### WHAT THIS TASK INVOLVES
Render all of the entries below as a numbered list, omitting blank lines and excluding the pictures from your answer.

### INFORMATION GIVEN

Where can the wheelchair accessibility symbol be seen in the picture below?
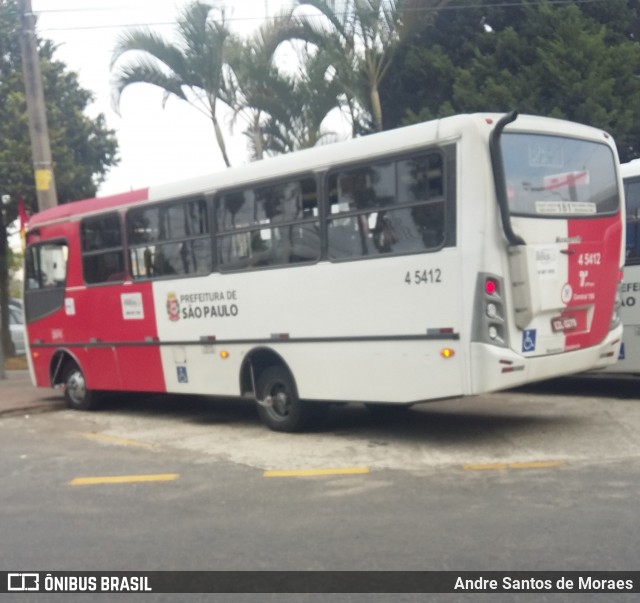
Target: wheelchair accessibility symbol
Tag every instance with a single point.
(529, 340)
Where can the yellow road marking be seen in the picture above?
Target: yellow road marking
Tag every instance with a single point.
(123, 479)
(103, 437)
(521, 465)
(317, 472)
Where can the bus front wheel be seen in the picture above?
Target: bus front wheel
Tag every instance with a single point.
(76, 393)
(279, 407)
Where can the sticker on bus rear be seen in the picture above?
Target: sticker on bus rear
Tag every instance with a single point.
(183, 377)
(529, 340)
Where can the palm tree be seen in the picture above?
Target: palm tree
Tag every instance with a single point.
(284, 111)
(362, 37)
(192, 69)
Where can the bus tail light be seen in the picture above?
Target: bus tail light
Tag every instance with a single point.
(489, 324)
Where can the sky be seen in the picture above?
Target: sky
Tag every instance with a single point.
(156, 144)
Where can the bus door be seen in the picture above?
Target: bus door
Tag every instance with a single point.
(560, 214)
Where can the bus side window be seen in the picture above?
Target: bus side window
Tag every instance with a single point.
(102, 249)
(632, 199)
(269, 225)
(171, 239)
(388, 207)
(46, 266)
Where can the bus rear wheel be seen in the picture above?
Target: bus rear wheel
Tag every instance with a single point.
(76, 394)
(279, 407)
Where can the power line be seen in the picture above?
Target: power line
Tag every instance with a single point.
(449, 7)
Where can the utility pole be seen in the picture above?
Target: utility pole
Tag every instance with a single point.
(38, 128)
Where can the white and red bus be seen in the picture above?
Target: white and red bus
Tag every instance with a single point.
(629, 360)
(464, 255)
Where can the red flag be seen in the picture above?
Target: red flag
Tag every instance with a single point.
(24, 218)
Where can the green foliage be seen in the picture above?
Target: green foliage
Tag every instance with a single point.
(578, 61)
(191, 69)
(82, 148)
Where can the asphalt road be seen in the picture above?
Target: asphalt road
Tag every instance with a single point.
(540, 479)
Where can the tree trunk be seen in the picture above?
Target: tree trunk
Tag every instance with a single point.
(5, 335)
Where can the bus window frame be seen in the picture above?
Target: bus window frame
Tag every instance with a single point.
(218, 233)
(447, 153)
(122, 248)
(204, 197)
(34, 306)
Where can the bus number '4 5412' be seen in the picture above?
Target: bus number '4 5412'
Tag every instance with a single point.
(423, 277)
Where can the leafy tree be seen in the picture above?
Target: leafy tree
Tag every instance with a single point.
(286, 111)
(361, 37)
(192, 69)
(571, 60)
(82, 148)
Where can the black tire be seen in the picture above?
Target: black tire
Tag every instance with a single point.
(76, 394)
(284, 411)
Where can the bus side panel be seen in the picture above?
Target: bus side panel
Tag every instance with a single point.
(378, 328)
(121, 352)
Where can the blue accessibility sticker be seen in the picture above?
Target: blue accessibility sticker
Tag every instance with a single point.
(182, 374)
(529, 340)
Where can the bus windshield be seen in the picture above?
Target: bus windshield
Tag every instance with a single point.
(554, 177)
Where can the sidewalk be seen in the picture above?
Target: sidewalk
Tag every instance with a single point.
(17, 395)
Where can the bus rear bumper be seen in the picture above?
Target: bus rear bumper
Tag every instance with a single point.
(499, 368)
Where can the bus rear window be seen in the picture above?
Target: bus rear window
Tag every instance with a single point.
(557, 177)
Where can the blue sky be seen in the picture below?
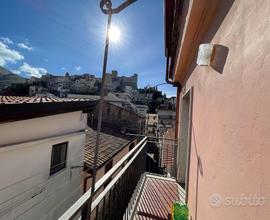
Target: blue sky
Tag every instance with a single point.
(58, 36)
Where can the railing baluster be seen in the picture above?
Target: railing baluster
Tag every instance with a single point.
(96, 212)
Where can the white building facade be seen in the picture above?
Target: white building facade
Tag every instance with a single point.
(41, 163)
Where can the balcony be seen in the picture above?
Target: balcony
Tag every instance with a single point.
(140, 188)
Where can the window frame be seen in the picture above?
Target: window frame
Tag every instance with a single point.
(53, 170)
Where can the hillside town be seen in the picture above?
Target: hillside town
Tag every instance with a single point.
(176, 126)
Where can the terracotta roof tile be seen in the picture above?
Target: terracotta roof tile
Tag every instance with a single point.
(111, 142)
(37, 99)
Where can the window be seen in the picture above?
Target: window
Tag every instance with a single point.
(58, 157)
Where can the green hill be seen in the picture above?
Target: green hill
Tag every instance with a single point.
(7, 78)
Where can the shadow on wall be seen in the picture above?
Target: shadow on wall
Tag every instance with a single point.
(222, 11)
(220, 57)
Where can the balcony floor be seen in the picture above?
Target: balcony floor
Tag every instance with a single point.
(156, 196)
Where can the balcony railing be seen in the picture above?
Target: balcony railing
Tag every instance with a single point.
(112, 200)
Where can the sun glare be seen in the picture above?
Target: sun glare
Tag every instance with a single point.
(114, 34)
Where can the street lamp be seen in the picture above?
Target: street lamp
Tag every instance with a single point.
(113, 34)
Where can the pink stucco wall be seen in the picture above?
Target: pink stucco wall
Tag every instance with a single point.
(231, 119)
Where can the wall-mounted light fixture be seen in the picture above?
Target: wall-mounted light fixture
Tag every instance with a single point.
(205, 54)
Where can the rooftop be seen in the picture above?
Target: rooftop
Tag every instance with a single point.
(156, 196)
(111, 142)
(37, 99)
(14, 108)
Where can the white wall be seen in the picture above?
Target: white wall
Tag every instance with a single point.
(27, 191)
(43, 127)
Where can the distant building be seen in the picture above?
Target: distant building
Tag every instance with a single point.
(166, 117)
(115, 83)
(142, 110)
(41, 155)
(151, 123)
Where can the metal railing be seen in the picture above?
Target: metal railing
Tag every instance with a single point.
(112, 201)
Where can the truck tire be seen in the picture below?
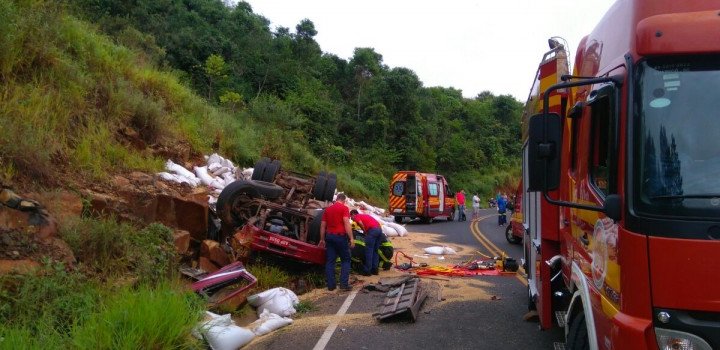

### WRITTEN REPLY
1. Where can the wheelchair accessibility symbol be seen in the picture below?
2. Target: wheelchair accessibility symbol
3. Tag every instance with a single point.
4. (529, 340)
5. Where can the yellow road marking be seen in the picture above?
6. Target: yellow road marking
7. Tag every instance with a single point.
8. (123, 479)
9. (103, 437)
10. (521, 465)
11. (317, 472)
12. Where can the bus front wheel be seen in the picture above?
13. Target: bus front wheel
14. Tag every instance with a single point.
15. (76, 393)
16. (279, 407)
17. Where can the sticker on bus rear be seen in the picture above?
18. Target: sticker on bus rear
19. Tag every instance with a single point.
20. (183, 377)
21. (529, 340)
22. Where can the palm tree be seen in the picture above?
23. Target: palm tree
24. Tag every instance with a single point.
25. (284, 111)
26. (362, 37)
27. (192, 69)
28. Where can the bus tail light be seen in the picture above?
29. Target: bus tail light
30. Tag every instance with a single point.
31. (489, 324)
32. Where can the sky be seen in the picture above?
33. Target: sky
34. Tag every instance with a single point.
35. (156, 144)
36. Where can the bus door be seen in the picture above?
37. Target: bus door
38. Tag every instance with a single point.
39. (560, 214)
40. Where can the bus side window be seen in the picture above?
41. Target: bus side window
42. Tag every instance with a single point.
43. (102, 249)
44. (632, 199)
45. (269, 225)
46. (171, 239)
47. (388, 207)
48. (46, 266)
49. Where can the bus rear wheel be seen in the picture above?
50. Target: bus rear wheel
51. Tag every instance with a single point.
52. (76, 394)
53. (279, 407)
54. Where can the power line be seen in the picture above?
55. Target: power line
56. Tag every instance with a single point.
57. (449, 7)
58. Where can the utility pole be seen in the picture above?
59. Target: utility pole
60. Tag every instance with a single point.
61. (38, 128)
62. Where can the white and red bus be seen in the picture above?
63. Target: white and red bus
64. Tag every instance with a single point.
65. (629, 360)
66. (464, 255)
67. Where can the red flag be seen in the picture above?
68. Target: red flag
69. Tag every instance with a single point.
70. (24, 218)
71. Where can the green foliage be seen in the picture above?
72. Target: green foliage
73. Tag every instance with a single point.
74. (578, 61)
75. (191, 69)
76. (82, 148)
77. Where can the asphalt road be seen in the picture above?
78. Target: asphalt road
79. Tag every instance with a single point.
80. (540, 479)
81. Where can the tree trunk be seen in the picture above?
82. Target: tree trunk
83. Tag every instance with a single point.
84. (5, 335)
85. Where can the bus window frame be seen in the picture above?
86. Target: bus window frame
87. Tag every instance with a single point.
88. (218, 233)
89. (447, 153)
90. (122, 248)
91. (204, 197)
92. (34, 306)
93. Where can the bus number '4 5412' be seen in the picture above?
94. Target: bus number '4 5412'
95. Tag every instance with a single point.
96. (423, 277)
97. Where can the leafy tree be seen in the picture above?
98. Target: leafy tree
99. Tag every instance with a single point.
100. (286, 111)
101. (361, 37)
102. (192, 69)
103. (571, 60)
104. (82, 148)
105. Where can the black tire be seen in the picture above?
106. Target: black tire
107. Tag every instance with a single point.
108. (76, 394)
109. (284, 411)
110. Where can the bus side panel be seen in the picture above?
111. Target: bus side panel
112. Tag every instance with a single point.
113. (378, 328)
114. (121, 352)
115. Where can the blue accessibility sticker be seen in the picture above?
116. Target: blue accessibility sticker
117. Tag every instance with a single point.
118. (182, 374)
119. (529, 340)
120. Where can the bus windshield be seen in the picture above?
121. Target: bus windshield
122. Tag every instance with a single point.
123. (554, 177)
124. Where can the sidewalk be seen in the picture above?
125. Target: sidewalk
126. Tag every instance with a single point.
127. (17, 395)
128. Where can the bus rear bumper be seen in the picture above?
129. Target: bus rear bumper
130. Tag every instance with a single point.
131. (499, 368)
132. Where can the bus rear window be seen in the picture above?
133. Target: bus rear window
134. Tag every instance with a single point.
135. (557, 177)
136. Where can the blue sky be seen in the picture below?
137. Target: blue sky
138. Tag every instance with a single point.
139. (58, 36)
140. Where can the railing baluster be seen in the picture above?
141. Target: railing baluster
142. Tag every instance with a single point.
143. (96, 212)
144. Where can the white building facade be seen in the picture above?
145. Target: white building facade
146. Tag every instance with a single point.
147. (41, 163)
148. Where can the balcony be seen in the picture above?
149. Target: balcony
150. Tag every instance with a single point.
151. (140, 188)
152. Where can the window frame be seen in the picture above?
153. Target: window frame
154. Tag every instance with a single point.
155. (53, 170)
156. Where can the hillside town be seen in the picture above?
157. Target: hillside town
158. Tag every instance with a single point.
159. (176, 126)
160. Where can the terracotta roof tile be seen in the picture above?
161. Target: terracotta roof tile
162. Tag every instance with a single point.
163. (111, 142)
164. (37, 99)
165. Where can the window be seen in the picture above?
166. Target: window
167. Tag every instance with a single point.
168. (58, 157)
169. Where can the green hill be seen in the picture above?
170. Target: green hill
171. Tag every instance with a single point.
172. (7, 78)
173. Where can the shadow on wall be seen in the picture above?
174. Target: shadow on wall
175. Tag every instance with a single point.
176. (222, 11)
177. (220, 57)
178. Where can the balcony floor be seen in the picture above?
179. Target: balcony floor
180. Tag every instance with a single point.
181. (156, 196)
182. Where can the balcony railing be seen in the picture above?
183. Target: balcony railing
184. Tag every instance with a single point.
185. (112, 200)
186. Where can the sun glare be seen in the picture above?
187. Target: sun glare
188. Tag every instance with a single point.
189. (114, 34)
190. Where can the street lamp be seen in the picture above?
191. Target: street lamp
192. Tag every instance with a single point.
193. (113, 34)
194. Where can the pink stucco wall be seen in the picture above?
195. Target: pink stucco wall
196. Tag every instance with a single point.
197. (231, 119)
198. Where can the wall-mounted light fixture be seen in the picture above?
199. Target: wall-mounted light fixture
200. Tag every instance with a single point.
201. (205, 54)
202. Where can the rooftop be seen in the picture above?
203. Target: rooftop
204. Tag every instance with a single point.
205. (156, 196)
206. (111, 142)
207. (37, 99)
208. (14, 108)
209. Where can the white wall be seen in the picture above?
210. Target: white wall
211. Tag every instance with a single point.
212. (27, 191)
213. (43, 127)
214. Where can the distant building be seen in the picture above?
215. Target: distant building
216. Tag every instance with a single point.
217. (166, 117)
218. (115, 83)
219. (142, 110)
220. (41, 155)
221. (151, 123)
222. Where can the metal railing be seen in the picture above?
223. Target: metal railing
224. Tag every instance with a single point.
225. (112, 201)
226. Where can the truck tire be seen in the picture below?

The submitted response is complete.